━━━ Source

Après la condamnation record d'Orange et SFR pour pratiques anti-concurrentielles (117,5 millions d'euros d'amendes, demande d'indemnisation au civil non comprise), pratiques courantes pendant des années, de 2002 à 2010 ; Après la condamnation record du "cartel des tubes cathodiques", plusieurs fabricants de téléviseurs ayant été reconnus coupables d'avoir maintenu à un niveau artificiellement élevé le prix de leurs produits, se répartissant les parts de marché, (1,47 milliard d'euros d'amendes, les victimes étant quasi techniquement impossibles à indemniser, mais le préjudice s'élève en milliards) ; Voici qu'un autre cartel a été démantelé : Celui des machines à écrire. Il aura fallu près de quinze annnées d'enquêtes pour lever le voile sur l'un des plus grands scandales économiques de l'après-guerre. A coté, les affaires autour de l'amiante, du distilbène ou du Bisphénol A sont des amusettes, car le cartel des machines à écrire, par ses manoeuvres, a impacté l'ensemble de l'économie mondiale, et modifié le cours de l'Histoire de l'Humanité, rien de moins.

━━━━━━

▶ _Consignes_:
a: Indiquez si chacune des affirmations suivantes concorde avec le texte sur les cartels : (i) Orange et SFR ont été condamnés à 117,5 millions d'euros d'amendes ; (ii) les victimes du cartel des tubes cathodiques peuvent être indemnisées sans difficulté ; (iii) les pratiques reprochées à Orange et SFR se sont étendues de 2002 à 2010. Pour chacune, répondez par oui ou par non en citant les mots décisifs du texte.
b: Prolongez le texte sur les cartels à partir de sa dernière phrase.

━━━ Matériel

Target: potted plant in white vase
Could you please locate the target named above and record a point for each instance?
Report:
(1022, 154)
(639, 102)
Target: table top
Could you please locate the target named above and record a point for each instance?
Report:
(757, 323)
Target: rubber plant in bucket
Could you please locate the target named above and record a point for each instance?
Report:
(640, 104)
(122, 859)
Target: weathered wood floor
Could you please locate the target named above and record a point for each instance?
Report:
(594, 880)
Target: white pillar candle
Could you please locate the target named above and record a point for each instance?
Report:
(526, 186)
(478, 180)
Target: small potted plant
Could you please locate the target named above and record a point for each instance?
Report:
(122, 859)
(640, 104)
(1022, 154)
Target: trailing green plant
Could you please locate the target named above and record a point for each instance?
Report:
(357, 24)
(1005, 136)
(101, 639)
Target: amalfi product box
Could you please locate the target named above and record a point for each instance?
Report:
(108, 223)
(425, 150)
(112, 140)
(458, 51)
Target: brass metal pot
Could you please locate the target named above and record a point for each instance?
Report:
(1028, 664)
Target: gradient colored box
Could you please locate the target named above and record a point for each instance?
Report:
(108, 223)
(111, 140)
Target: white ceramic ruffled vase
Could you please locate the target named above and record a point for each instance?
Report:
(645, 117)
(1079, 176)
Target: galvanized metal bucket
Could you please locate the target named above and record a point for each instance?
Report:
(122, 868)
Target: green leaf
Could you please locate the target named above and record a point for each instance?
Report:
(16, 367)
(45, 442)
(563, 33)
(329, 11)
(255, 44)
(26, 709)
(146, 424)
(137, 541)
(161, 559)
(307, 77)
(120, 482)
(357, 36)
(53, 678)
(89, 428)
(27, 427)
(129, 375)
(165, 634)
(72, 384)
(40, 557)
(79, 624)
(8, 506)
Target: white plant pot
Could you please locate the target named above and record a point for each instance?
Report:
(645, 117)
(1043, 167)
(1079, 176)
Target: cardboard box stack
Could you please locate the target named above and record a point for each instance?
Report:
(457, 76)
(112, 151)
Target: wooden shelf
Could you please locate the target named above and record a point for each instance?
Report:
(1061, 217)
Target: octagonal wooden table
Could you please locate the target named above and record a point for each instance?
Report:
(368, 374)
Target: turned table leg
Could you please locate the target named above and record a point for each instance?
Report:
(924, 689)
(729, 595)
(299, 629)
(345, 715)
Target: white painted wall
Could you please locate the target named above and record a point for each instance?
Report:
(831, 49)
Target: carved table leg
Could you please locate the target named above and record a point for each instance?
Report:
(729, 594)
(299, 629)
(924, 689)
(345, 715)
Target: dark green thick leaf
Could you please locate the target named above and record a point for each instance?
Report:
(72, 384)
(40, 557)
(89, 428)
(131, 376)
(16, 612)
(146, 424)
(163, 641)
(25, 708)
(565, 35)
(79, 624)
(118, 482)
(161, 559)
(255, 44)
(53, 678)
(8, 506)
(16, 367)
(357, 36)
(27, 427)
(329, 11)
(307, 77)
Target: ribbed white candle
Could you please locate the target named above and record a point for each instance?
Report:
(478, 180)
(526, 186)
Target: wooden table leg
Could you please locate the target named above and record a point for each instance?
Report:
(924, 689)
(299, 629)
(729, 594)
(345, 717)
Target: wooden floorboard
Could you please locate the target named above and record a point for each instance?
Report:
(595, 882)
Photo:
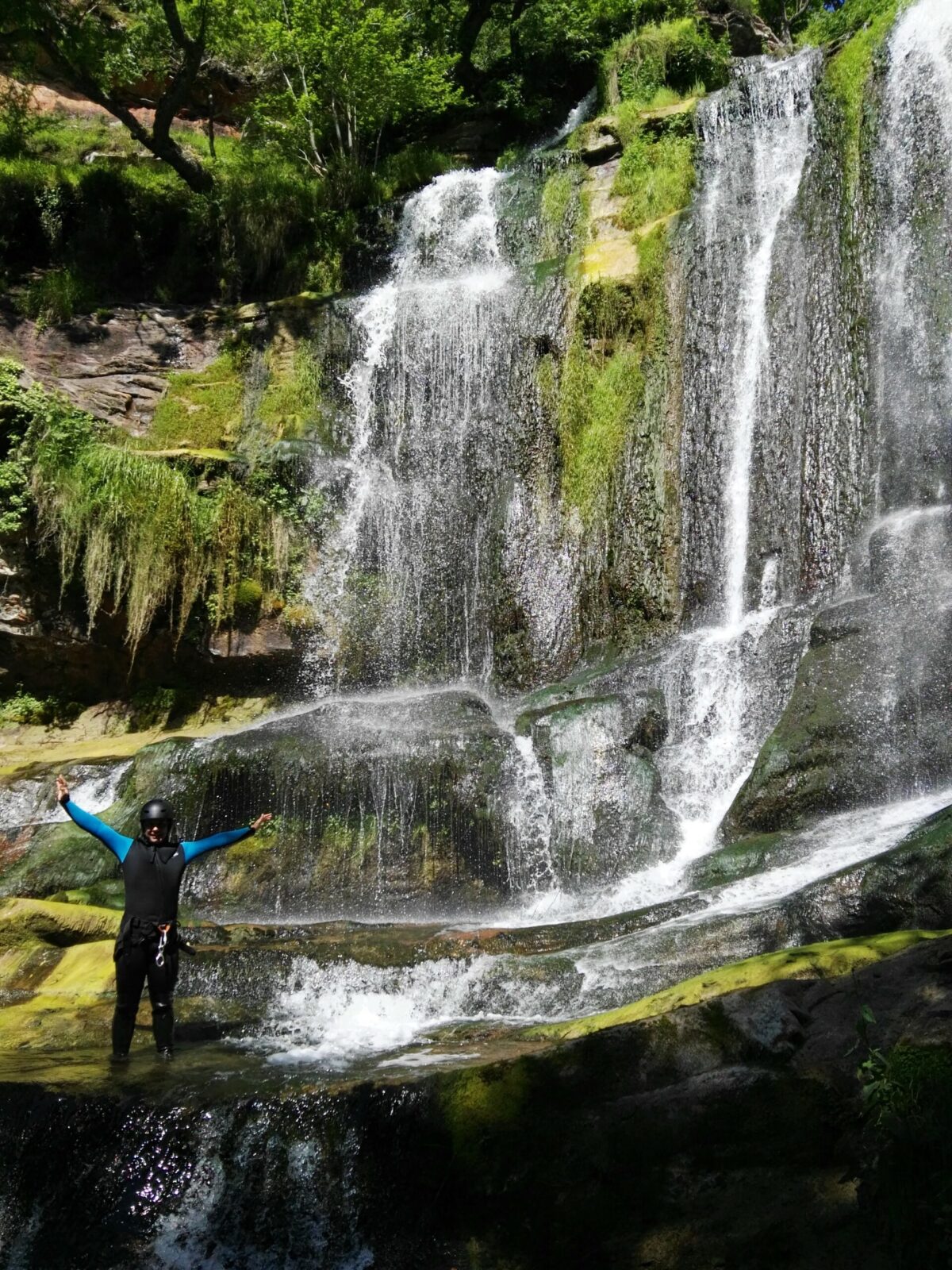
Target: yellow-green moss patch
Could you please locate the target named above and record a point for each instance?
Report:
(201, 408)
(810, 962)
(23, 921)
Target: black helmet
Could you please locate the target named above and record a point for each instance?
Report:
(156, 810)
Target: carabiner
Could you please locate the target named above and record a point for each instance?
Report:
(163, 939)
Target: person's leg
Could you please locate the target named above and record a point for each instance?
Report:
(162, 984)
(130, 977)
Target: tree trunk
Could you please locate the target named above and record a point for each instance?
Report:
(474, 21)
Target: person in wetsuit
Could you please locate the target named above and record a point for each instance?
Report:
(148, 946)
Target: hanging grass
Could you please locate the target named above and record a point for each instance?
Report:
(135, 529)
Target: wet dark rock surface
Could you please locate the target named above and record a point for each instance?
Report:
(651, 1143)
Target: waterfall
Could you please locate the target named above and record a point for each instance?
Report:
(727, 683)
(755, 137)
(431, 438)
(913, 264)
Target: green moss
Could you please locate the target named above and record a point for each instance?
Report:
(738, 860)
(292, 399)
(60, 857)
(663, 60)
(812, 960)
(559, 209)
(200, 408)
(482, 1103)
(657, 175)
(143, 530)
(620, 329)
(848, 73)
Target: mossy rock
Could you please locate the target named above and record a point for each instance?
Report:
(810, 962)
(839, 742)
(736, 860)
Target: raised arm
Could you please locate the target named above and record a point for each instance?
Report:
(117, 842)
(222, 840)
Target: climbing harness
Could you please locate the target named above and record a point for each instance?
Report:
(164, 927)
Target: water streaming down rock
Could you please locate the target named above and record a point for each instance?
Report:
(727, 683)
(869, 715)
(436, 448)
(913, 264)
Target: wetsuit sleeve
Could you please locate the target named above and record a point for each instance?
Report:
(217, 840)
(117, 842)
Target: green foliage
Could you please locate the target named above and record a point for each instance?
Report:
(291, 404)
(866, 23)
(125, 228)
(907, 1170)
(136, 529)
(340, 74)
(559, 209)
(827, 25)
(598, 404)
(657, 175)
(620, 329)
(54, 298)
(201, 410)
(18, 122)
(679, 55)
(23, 708)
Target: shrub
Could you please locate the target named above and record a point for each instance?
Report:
(54, 298)
(678, 55)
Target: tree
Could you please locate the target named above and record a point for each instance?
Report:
(340, 73)
(113, 52)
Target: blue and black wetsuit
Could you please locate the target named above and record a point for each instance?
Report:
(152, 876)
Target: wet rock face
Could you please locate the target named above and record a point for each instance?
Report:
(380, 804)
(607, 806)
(905, 888)
(869, 719)
(114, 366)
(664, 1134)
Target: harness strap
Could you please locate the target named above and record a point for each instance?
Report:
(164, 927)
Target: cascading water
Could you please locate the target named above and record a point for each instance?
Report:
(725, 685)
(913, 264)
(432, 438)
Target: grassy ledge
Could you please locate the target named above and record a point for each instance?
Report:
(810, 962)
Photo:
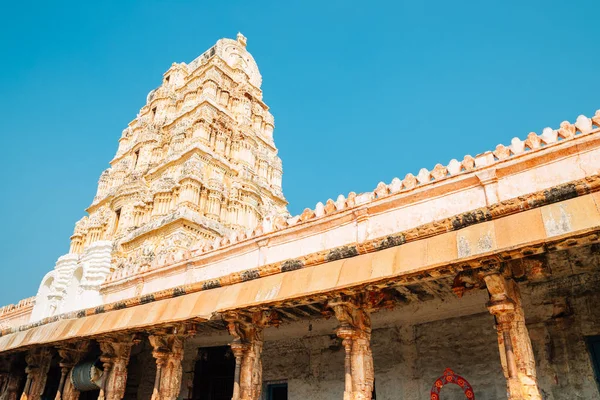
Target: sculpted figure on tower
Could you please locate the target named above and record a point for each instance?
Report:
(197, 164)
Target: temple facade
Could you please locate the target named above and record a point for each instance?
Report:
(188, 279)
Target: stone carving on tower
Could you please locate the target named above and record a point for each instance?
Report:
(197, 163)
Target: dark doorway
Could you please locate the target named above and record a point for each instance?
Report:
(52, 382)
(277, 391)
(594, 348)
(213, 374)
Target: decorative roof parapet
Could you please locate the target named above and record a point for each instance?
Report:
(570, 190)
(22, 304)
(531, 144)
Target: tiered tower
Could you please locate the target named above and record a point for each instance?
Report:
(196, 164)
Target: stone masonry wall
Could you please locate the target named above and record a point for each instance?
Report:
(408, 357)
(413, 344)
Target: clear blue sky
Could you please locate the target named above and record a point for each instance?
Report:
(361, 92)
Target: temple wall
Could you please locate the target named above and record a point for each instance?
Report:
(413, 344)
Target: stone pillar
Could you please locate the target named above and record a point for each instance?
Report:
(355, 332)
(38, 363)
(115, 357)
(247, 345)
(70, 354)
(11, 375)
(167, 345)
(516, 355)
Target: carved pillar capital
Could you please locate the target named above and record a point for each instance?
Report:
(116, 350)
(70, 354)
(355, 331)
(167, 349)
(38, 363)
(11, 375)
(516, 354)
(247, 331)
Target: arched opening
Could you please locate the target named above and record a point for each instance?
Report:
(214, 374)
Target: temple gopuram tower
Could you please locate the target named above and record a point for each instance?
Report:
(197, 165)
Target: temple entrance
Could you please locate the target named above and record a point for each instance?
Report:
(213, 374)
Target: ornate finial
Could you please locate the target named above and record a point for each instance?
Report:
(241, 39)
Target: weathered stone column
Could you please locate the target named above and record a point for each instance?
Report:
(115, 357)
(38, 363)
(12, 375)
(70, 354)
(167, 347)
(247, 345)
(516, 354)
(355, 332)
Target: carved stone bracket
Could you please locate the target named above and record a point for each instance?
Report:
(167, 345)
(355, 332)
(516, 354)
(38, 363)
(247, 331)
(70, 354)
(116, 350)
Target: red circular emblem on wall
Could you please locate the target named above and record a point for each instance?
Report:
(450, 377)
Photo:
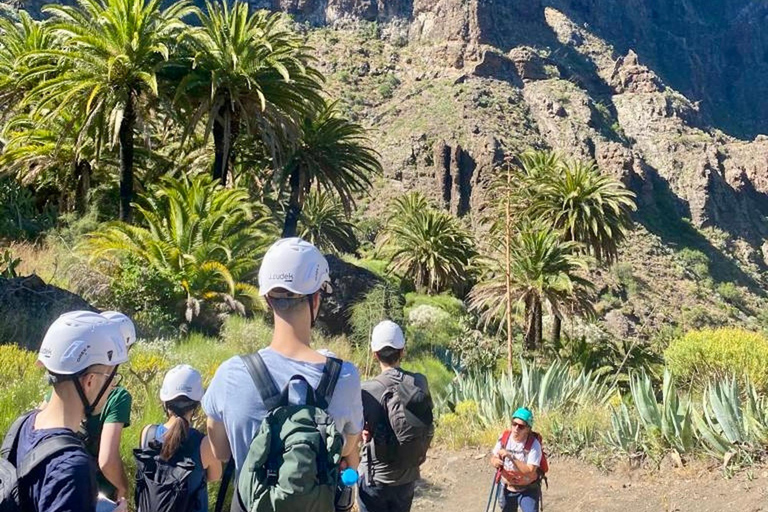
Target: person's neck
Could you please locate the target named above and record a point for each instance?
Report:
(290, 338)
(385, 367)
(61, 413)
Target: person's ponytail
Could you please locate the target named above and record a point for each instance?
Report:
(174, 437)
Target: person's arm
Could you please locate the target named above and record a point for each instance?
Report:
(211, 464)
(110, 463)
(217, 435)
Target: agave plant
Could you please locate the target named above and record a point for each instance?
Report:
(553, 388)
(672, 418)
(729, 421)
(205, 239)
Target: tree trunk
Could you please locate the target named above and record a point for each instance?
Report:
(507, 250)
(532, 322)
(294, 204)
(557, 328)
(222, 143)
(126, 159)
(83, 172)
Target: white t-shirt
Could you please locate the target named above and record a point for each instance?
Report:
(517, 451)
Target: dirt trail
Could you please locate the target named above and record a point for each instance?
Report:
(460, 481)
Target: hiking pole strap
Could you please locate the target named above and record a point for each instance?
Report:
(229, 470)
(327, 385)
(259, 373)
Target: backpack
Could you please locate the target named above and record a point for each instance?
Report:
(11, 476)
(404, 441)
(164, 486)
(293, 462)
(544, 465)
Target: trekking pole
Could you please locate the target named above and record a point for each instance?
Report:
(490, 494)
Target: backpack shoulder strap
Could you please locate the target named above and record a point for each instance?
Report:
(12, 436)
(504, 439)
(328, 381)
(45, 450)
(258, 371)
(150, 436)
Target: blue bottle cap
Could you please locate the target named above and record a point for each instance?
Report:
(349, 477)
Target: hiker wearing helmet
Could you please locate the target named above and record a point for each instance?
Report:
(105, 429)
(518, 457)
(81, 356)
(176, 444)
(292, 278)
(396, 441)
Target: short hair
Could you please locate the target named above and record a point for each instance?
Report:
(389, 355)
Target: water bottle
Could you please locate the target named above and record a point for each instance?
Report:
(345, 495)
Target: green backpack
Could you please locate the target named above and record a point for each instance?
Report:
(293, 462)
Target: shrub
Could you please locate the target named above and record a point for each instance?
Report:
(383, 302)
(695, 261)
(730, 293)
(716, 353)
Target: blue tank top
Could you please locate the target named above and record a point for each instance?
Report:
(190, 448)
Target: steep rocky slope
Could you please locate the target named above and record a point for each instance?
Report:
(651, 90)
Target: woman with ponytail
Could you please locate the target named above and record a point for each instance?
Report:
(176, 442)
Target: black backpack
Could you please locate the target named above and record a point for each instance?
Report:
(163, 486)
(404, 441)
(10, 475)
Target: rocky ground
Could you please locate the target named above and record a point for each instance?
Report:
(460, 481)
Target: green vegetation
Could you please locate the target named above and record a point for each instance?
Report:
(716, 353)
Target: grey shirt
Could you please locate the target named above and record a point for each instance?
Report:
(375, 417)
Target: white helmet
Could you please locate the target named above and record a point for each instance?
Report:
(125, 324)
(78, 340)
(182, 380)
(294, 265)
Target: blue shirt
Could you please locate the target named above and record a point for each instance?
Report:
(232, 397)
(67, 483)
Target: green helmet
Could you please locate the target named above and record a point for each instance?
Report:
(525, 414)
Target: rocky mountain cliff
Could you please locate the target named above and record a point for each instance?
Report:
(656, 91)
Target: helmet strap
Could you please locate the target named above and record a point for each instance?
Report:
(89, 407)
(311, 299)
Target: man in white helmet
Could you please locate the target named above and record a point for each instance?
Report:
(81, 356)
(292, 277)
(104, 429)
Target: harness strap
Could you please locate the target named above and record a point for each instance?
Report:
(45, 450)
(327, 385)
(259, 373)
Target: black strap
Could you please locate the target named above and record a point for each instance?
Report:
(266, 387)
(45, 450)
(11, 440)
(331, 373)
(229, 470)
(149, 437)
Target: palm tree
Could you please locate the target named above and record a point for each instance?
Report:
(248, 72)
(20, 39)
(542, 268)
(205, 240)
(333, 153)
(111, 52)
(587, 206)
(46, 151)
(324, 224)
(427, 244)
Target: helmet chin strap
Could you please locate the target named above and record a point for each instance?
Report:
(89, 407)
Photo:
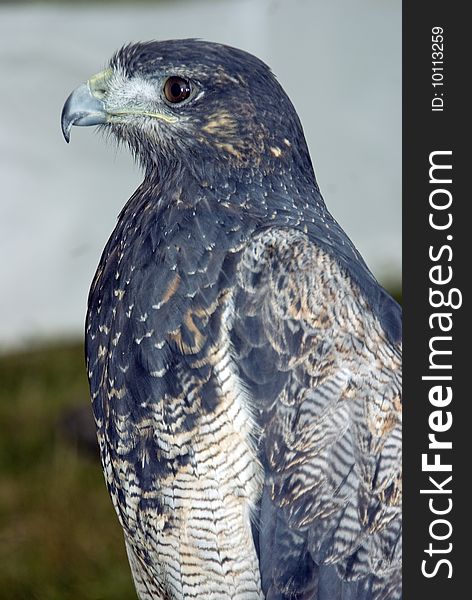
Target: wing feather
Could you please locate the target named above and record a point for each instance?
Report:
(326, 379)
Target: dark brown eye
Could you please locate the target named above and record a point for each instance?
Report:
(176, 89)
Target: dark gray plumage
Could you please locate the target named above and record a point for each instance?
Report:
(244, 364)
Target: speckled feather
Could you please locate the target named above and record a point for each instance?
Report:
(244, 364)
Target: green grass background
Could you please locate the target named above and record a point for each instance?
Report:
(59, 537)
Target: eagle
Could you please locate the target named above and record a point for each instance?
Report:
(244, 363)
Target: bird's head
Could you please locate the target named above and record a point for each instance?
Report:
(190, 102)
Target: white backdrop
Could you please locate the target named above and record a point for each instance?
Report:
(339, 61)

━━━━━━

▶ _Réponses_:
a:
(i) Oui : « 117,5 millions d'euros d'amendes ».
(ii) Non : « les victimes étant quasi techniquement impossibles à indemniser ».
(iii) Oui : « de 2002 à 2010 ».

b:
Pendant des années, en fait, dès 1995 et le début de l'informatisation des entreprises, puis des foyers -avec l'arrivée de Windows 3.1 et des imprimantes à picot puis laser qui allaient démocratiser l'informatique - les fabricants de machines à écrire se sont entendus pour ralentir l'invasion des ordinateurs. Nul besoin d'expliquer quel était l'enjeu. Retarder le plus longtemps possible leur inéluctable disparition, plutôt que de tenter une reconversion qui aurait pourtant été possible. Samsung, leader de l'électronique et de l'informatique mondiale n'était il pas à l'origine une... pécherie ?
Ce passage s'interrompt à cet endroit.